Minggu, 06 Juli 2014

PERBENTURAN ANTARA BUDAYA LOKAL NON-KAPITALISME DENGAN DOMINASI BUDAYA GLOBAL KAPITALISME SEBUAH KAJIAN SOSIAL BUDAYA LOKAL DAN GLOBAL

PERBENTURAN ANTARA BUDAYA LOKAL NON-KAPITALISME DENGAN DOMINASI BUDAYA GLOBAL KAPITALISME SEBUAH KAJIAN SOSIAL BUDAYA LOKAL DAN GLOBAL

oleh
DOMAIN YSKP - PAPUA BARAT


Abstrak
      Paper ini mendiskusikan tentang  kajian akan  benturan budaya lokal non-kapitalisme dan globalisasi pasar bebas sebagai dominasi budaya kapitalisme pada dunia nanti. Melalui analisis akan pergerakan dan arahnya, penulis mengungkapkan bahwa  dalam penerapan pasar global, akan mengakibatkan terjadinya peleburan besar-besaran terhadap sosial, budaya, ekonomi dan politik bangsa atau Negara menjadi sosial, buday, ekonomi dan politik global. Selain peleburan budaya, akan adanya pengeksploitasian besar-besaran terhadap tenaga kerja dari Negara-negara non-kapitalisme oleh kaum kapitalisme untuk mendukung kinerja pemodal multiglobalisasi, sehingga suatu bangsa atau Negara non-kapitalisme yang tadinya bisa merangkak perlahan untuk menyaingi Negara-negara kapitalisme dengan satu atau dua orang tenaga ahli mereka akan  menjadi mandeg, karena kekurangan tenaga ahli yang mampu menggerakkan pergerakan negaranya dikancah globalisasi.
Kata Kunci : Globalisasi, Pasar Bebas, Budaya Dominasi, Kapitalisme.
  1. PERBENTURAN ANTARA BUDAYA LOKAL NON-KAPITALISME DENGAN DOMINASI BUDAYA GLOBAL KAPITALISME.

→ **Tugas yang Diberikan a**: Bisakah Anda memasukkan catatan dari baris yang memuat "Practice step: point out every instance of the white plastic" sampai dengan baris yang memuat "pixel 369 576" (keduanya termasuk) ke dalam CSV dua kolom bernama teks dan jawaban, satu baris untuk setiap teks beserta jawabannya? Apit setiap isian dengan tanda kutip dan ganti jeda baris di dalamnya dengan spasi.

→ **Bahan untuk Diolah**:
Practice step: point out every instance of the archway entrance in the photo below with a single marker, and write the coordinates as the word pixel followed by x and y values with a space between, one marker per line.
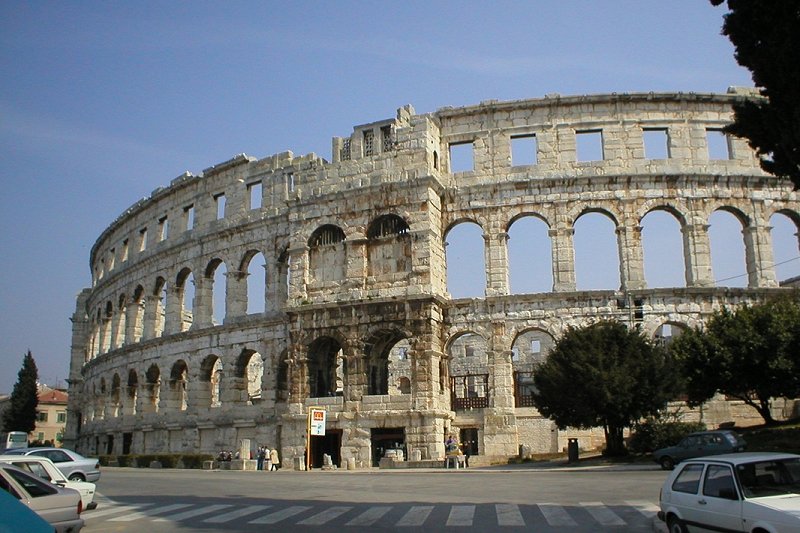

* * *

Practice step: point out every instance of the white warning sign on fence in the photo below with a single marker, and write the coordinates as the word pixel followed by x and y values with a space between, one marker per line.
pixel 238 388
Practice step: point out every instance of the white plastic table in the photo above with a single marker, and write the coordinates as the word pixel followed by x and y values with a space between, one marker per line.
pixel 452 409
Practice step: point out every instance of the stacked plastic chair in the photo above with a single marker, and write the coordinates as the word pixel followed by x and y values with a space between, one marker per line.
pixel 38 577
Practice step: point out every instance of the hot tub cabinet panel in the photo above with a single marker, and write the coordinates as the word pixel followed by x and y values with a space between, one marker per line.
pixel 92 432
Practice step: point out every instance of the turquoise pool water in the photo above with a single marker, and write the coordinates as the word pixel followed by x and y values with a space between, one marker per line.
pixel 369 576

...

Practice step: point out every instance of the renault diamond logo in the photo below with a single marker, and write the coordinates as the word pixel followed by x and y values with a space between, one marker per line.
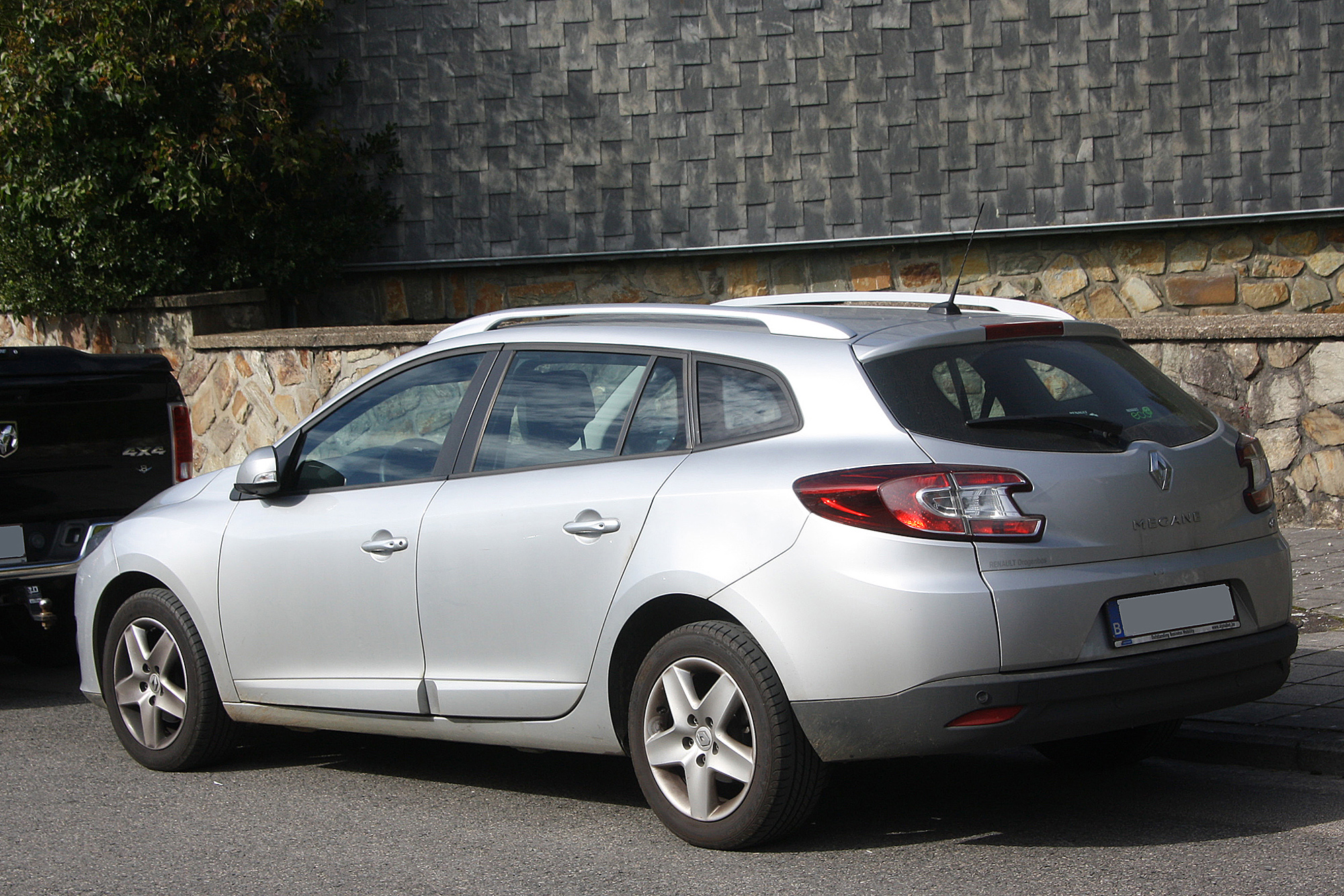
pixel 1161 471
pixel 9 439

→ **Tugas yang Diberikan b**: Bisakah Anda melanjutkan kajian tentang benturan budaya lokal dengan kapitalisme global itu mulai dari bagian terakhir yang tersedia?

→ **Hasil Tugas a**:
teks,jawaban
"Practice step: point out every instance of the white plastic table in the photo above with a single marker, and write the coordinates as the word pixel followed by x and y values with a space between, one marker per line.","pixel 452 409"
"Practice step: point out every instance of the stacked plastic chair in the photo above with a single marker, and write the coordinates as the word pixel followed by x and y values with a space between, one marker per line.","pixel 38 577"
"Practice step: point out every instance of the hot tub cabinet panel in the photo above with a single marker, and write the coordinates as the word pixel followed by x and y values with a space between, one marker per line.","pixel 92 432"
"Practice step: point out every instance of the turquoise pool water in the photo above with a single marker, and write the coordinates as the word pixel followed by x and y values with a space between, one marker per line.","pixel 369 576"

→ **Hasil Tugas b**:
        Kajian terhadap globalisasi pasar bebas ini sebagai suatu gejala dominasi budaya baru. Ini menurut kami bahwa globalisasi pasar bebas merupakan suatu gejala dominasi budaya yang mana bukan sekedar fenomena perubahan style atau fashion belaka, melainkan ini akan menjadi suatu fenomena sejarah. Inti daripada kajian ini adalah mengungkapkan suatu transformasi sosial simbolik dalam ruang kebudayaan dengan transformasi historis dalam model kapitalisme global. Model kapitalime ini merupakan suatu penetrasian dan kolonisasi terhadap model-model sosial lokal sebagai budaya dari sebuah Negara atau bangsa, dengan ketidak sadaran (unconciousness), yakni berupa penghancuran system sosial budaya pra-kapitalis dan kelahiran globalisasi pasar bebas sebagai budaya kaptalisme yang mendominasi.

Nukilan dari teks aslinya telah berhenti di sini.